= Your objective =
The lines to extract start at the one containing "Extract boy's forearm from the image above." and end with the last line; give them exactly and nothing more.
** start Given records **
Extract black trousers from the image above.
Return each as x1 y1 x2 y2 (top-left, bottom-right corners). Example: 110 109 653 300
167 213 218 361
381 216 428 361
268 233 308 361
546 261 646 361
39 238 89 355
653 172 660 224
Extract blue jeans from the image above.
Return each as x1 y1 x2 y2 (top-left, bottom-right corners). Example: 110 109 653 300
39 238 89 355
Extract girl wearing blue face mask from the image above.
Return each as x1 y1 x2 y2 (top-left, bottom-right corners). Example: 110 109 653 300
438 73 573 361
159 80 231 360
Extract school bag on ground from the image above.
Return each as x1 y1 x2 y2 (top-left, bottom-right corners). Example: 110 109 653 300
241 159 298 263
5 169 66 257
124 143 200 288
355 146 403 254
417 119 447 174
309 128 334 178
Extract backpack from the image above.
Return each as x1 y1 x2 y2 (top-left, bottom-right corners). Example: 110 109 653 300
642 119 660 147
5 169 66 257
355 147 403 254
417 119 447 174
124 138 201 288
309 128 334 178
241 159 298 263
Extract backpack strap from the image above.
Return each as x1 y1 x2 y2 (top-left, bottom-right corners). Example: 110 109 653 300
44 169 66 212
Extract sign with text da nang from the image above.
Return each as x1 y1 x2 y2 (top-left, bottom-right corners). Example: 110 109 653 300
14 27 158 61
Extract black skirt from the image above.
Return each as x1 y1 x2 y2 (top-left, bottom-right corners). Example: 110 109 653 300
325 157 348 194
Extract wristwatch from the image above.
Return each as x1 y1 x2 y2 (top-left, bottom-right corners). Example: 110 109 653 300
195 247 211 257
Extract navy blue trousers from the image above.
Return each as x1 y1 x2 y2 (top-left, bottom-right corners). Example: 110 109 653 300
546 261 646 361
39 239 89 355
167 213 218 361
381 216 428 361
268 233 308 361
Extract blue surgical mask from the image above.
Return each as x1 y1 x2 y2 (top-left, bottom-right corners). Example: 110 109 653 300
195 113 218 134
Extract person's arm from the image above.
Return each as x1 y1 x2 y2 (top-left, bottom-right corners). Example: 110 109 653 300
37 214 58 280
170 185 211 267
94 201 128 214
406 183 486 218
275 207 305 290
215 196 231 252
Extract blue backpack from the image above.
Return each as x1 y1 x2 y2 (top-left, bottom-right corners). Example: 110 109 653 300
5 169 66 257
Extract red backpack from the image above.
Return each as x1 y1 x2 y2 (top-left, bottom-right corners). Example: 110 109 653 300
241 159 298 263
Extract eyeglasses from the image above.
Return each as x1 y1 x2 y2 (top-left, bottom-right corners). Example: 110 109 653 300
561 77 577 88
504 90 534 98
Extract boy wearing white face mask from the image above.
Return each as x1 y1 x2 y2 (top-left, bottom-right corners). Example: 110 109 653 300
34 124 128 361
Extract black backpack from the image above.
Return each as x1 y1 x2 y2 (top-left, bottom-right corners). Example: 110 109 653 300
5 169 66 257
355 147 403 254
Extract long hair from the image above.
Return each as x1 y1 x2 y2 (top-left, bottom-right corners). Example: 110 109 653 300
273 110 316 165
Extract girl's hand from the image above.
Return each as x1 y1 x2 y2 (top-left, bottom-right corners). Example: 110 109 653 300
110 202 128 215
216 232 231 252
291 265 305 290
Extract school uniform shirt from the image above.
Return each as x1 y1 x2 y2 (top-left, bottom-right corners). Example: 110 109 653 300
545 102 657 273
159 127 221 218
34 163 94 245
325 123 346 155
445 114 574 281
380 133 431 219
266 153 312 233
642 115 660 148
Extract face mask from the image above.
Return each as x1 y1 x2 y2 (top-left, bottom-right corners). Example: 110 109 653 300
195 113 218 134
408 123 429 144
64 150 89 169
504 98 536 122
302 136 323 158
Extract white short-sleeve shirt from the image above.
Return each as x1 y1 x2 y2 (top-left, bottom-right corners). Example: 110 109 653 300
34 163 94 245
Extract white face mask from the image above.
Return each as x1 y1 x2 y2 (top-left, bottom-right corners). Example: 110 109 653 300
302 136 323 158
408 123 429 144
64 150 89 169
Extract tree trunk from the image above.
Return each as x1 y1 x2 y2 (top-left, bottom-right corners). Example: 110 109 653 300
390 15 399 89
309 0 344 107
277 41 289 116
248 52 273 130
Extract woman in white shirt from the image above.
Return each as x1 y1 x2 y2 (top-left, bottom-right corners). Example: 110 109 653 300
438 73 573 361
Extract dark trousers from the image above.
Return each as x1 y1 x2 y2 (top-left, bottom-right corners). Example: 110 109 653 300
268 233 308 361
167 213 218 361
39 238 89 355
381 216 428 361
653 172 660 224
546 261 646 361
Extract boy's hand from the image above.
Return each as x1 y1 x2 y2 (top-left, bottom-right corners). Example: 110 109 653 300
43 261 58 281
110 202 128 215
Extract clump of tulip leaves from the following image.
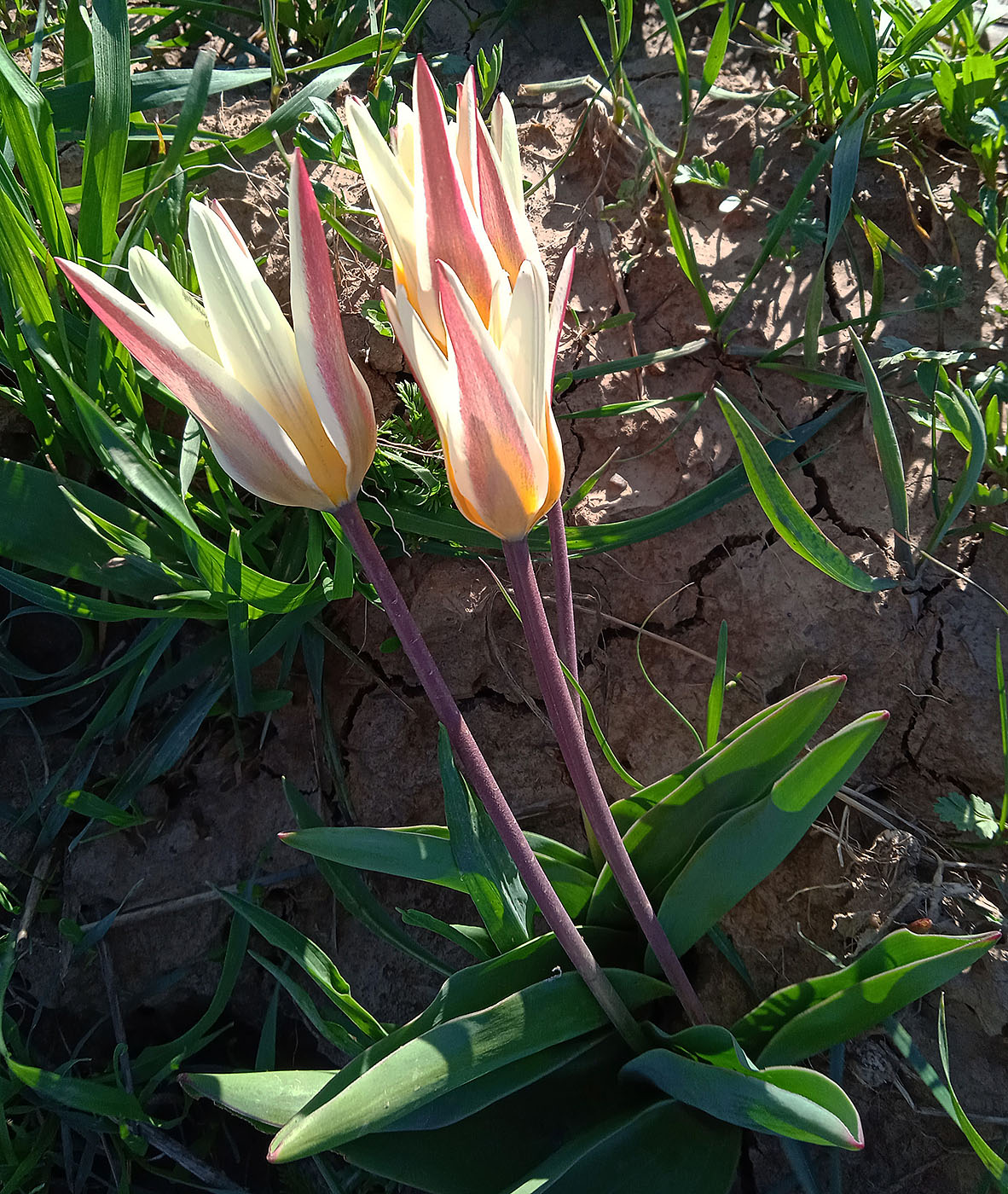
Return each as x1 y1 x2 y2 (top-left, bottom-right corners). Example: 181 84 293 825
182 677 997 1194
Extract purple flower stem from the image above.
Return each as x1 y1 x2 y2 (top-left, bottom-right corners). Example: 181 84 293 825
336 501 647 1052
504 538 710 1024
546 501 584 727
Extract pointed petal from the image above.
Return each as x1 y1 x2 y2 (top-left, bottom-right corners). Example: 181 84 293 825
472 96 540 286
188 203 346 505
59 260 332 510
490 92 525 210
391 99 417 188
288 150 376 498
210 200 254 260
546 248 576 397
499 262 549 443
346 96 417 298
381 287 493 534
414 56 499 335
381 287 459 439
438 263 549 540
455 67 479 206
129 247 221 362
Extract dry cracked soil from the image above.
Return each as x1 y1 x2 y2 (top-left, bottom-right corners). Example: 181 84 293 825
5 3 1008 1194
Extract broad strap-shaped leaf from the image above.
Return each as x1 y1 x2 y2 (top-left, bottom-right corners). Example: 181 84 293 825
281 825 594 916
658 713 889 954
269 968 669 1162
503 1098 742 1194
587 675 844 924
620 1026 864 1149
714 387 895 594
612 675 850 832
178 1069 339 1129
732 929 999 1065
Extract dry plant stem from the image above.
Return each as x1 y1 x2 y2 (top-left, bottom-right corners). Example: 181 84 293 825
504 538 710 1024
336 501 647 1052
546 501 584 726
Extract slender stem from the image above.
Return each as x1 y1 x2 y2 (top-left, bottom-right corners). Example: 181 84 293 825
504 538 708 1024
546 501 584 726
336 501 647 1052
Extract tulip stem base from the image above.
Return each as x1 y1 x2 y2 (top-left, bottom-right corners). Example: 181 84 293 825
336 501 648 1052
504 538 710 1024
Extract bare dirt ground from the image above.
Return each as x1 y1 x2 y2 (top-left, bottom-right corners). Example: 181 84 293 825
9 3 1008 1194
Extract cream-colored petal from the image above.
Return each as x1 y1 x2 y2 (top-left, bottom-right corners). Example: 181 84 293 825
59 260 333 510
346 96 417 290
288 152 376 499
188 203 308 423
188 203 346 507
129 247 221 362
490 92 525 212
438 263 549 540
391 101 417 186
501 260 549 443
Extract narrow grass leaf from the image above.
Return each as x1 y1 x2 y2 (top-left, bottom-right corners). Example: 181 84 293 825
885 0 972 74
850 335 916 580
248 949 367 1057
217 890 385 1040
0 41 77 260
714 388 895 594
78 0 130 262
924 383 987 552
707 620 728 750
282 777 454 974
937 996 1008 1191
715 134 836 326
399 907 501 962
696 0 734 104
503 1098 742 1194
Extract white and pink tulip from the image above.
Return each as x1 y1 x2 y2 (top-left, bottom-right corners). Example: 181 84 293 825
59 153 376 510
348 57 573 541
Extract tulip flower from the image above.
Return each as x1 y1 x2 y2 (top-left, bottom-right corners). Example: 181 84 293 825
348 57 573 541
59 153 376 510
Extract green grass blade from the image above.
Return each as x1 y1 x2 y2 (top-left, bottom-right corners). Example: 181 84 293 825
282 779 453 976
823 0 879 90
217 890 387 1041
937 996 1008 1191
74 0 130 263
885 0 972 74
696 0 734 104
714 388 895 594
850 335 916 580
707 621 728 750
715 134 836 326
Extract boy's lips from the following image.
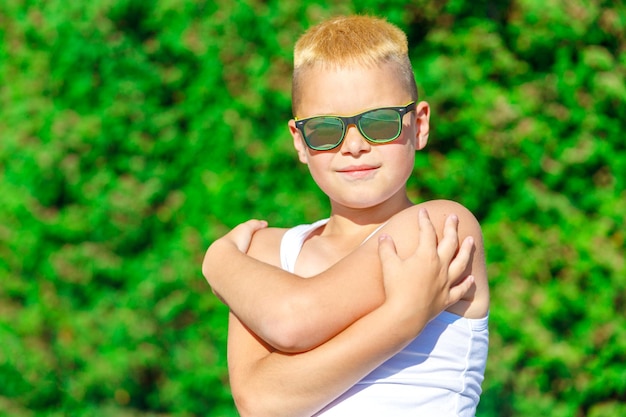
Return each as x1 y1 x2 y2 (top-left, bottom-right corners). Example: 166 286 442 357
337 165 379 178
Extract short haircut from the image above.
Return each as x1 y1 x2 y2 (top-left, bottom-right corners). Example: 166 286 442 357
291 15 418 115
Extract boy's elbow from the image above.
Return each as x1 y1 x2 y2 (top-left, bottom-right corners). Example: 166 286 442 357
232 387 280 417
263 292 321 353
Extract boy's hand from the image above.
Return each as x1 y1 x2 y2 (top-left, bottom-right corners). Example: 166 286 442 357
213 219 267 253
379 209 474 330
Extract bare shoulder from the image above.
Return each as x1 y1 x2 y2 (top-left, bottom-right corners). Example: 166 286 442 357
385 200 489 318
386 200 482 246
248 227 287 266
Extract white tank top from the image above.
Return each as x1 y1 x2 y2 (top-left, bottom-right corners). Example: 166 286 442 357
280 219 489 417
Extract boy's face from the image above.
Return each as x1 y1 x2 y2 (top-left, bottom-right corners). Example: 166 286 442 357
289 64 430 209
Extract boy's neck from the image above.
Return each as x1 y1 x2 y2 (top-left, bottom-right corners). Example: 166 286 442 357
322 194 414 236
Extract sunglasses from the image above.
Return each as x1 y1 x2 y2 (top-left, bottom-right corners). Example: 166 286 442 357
296 101 415 151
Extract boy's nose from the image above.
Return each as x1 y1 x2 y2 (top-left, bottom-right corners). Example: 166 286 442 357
341 124 372 155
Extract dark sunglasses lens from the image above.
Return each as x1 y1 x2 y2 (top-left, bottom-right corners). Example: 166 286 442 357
304 117 343 151
359 109 402 142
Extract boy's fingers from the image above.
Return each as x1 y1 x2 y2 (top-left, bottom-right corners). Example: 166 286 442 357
448 275 474 306
448 236 474 282
233 219 267 233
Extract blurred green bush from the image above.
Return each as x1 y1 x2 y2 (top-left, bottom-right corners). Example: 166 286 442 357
0 0 626 417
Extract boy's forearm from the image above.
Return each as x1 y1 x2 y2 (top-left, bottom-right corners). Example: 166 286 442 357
203 234 384 353
231 304 430 417
203 240 305 349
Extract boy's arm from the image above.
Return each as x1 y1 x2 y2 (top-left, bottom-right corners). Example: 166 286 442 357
228 211 472 417
203 200 488 352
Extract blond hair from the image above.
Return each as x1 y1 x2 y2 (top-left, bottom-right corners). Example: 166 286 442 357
291 16 417 114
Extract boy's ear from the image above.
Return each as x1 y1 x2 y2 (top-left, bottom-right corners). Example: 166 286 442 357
415 101 430 151
288 119 309 164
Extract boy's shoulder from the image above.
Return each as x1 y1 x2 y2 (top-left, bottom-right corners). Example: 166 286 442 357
392 200 478 224
385 200 481 254
247 227 288 266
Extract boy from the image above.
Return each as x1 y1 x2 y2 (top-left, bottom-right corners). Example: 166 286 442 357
203 16 489 416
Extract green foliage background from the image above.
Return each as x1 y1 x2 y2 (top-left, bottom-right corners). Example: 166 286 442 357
0 0 626 417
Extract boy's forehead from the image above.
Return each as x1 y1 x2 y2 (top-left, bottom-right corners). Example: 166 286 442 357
294 64 411 117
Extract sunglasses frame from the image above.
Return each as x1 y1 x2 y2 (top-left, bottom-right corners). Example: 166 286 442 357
294 101 417 151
** end Given records **
= Answer to the problem =
Extract boy's forearm from the image above.
Return each as x1 y1 x2 y2 (top-left, bottom-right corners). Example: 166 286 442 357
203 234 384 353
231 304 430 417
203 240 305 349
Extract boy's arm from the image above.
Return each as x1 y1 x2 y2 (top-left, bottom-right corners). Example: 166 286 442 357
228 211 472 417
203 200 488 352
Extract blond hair from the image above.
Return each as x1 y1 x2 y2 (top-left, bottom-right corners). Example: 166 286 442 357
291 16 417 114
Extract boy's ear from the image above.
Return each as x1 y1 x2 y2 (top-left, bottom-right corners). Example: 166 286 442 357
415 101 430 151
288 119 309 164
Extract boy's shoulder from the image above.
Return each as x1 y1 x2 y2 (top-left, bottom-right corners). Example: 166 286 442 357
392 200 478 224
385 200 481 254
247 227 288 266
Extract boy from the image above.
Return each as x1 y1 x2 y2 (top-left, bottom-right corners). Example: 166 286 442 357
203 16 489 416
Extract green foliage background from the image above.
Return each as x1 y1 x2 y2 (top-left, bottom-right corners). Example: 166 286 442 357
0 0 626 417
Extract boy's forehead from the image above.
Return each as x1 y1 x2 y2 (top-left, bottom-right corners). Example: 166 286 442 357
294 64 411 117
Extract sunglasses frame from the image above.
Return each as x1 y1 x2 y2 (top-left, bottom-right corners). Example: 166 286 442 357
294 101 417 151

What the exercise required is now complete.